■ What you should do ■
Your answer should be the lines of the material that include the word "side".

■ Extracted records ■

***

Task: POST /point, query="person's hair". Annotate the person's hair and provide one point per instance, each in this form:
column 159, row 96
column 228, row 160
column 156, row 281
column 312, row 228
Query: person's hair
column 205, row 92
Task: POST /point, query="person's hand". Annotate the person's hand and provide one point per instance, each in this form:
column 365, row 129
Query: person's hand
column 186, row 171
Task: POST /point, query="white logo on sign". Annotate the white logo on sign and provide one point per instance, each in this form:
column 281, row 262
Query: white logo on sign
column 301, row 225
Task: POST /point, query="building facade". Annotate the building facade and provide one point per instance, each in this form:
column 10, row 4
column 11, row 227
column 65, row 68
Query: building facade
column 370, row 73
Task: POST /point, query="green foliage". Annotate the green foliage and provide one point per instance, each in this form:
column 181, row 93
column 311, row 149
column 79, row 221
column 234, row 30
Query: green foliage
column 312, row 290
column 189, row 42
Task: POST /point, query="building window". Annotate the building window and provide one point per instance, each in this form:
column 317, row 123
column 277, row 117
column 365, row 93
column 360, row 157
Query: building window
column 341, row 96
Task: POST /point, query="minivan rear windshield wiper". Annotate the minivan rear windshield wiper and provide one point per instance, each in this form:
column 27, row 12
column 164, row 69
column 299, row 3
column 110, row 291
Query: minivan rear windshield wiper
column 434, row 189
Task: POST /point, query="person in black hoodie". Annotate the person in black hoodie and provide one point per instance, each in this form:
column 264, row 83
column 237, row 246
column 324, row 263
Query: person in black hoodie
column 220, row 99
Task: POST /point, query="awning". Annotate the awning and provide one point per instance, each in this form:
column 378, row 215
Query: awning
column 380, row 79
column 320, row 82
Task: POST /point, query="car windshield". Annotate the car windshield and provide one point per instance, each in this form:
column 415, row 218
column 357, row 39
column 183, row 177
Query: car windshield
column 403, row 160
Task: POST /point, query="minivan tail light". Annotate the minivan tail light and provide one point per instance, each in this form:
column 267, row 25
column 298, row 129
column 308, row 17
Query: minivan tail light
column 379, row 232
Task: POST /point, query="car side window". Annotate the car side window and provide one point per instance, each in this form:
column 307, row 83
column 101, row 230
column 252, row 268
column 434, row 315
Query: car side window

***

■ Answer to this task ■
Task: POST /point, query="car side window". Annotate the car side window and provide one point per instance, each in this form:
Query: car side window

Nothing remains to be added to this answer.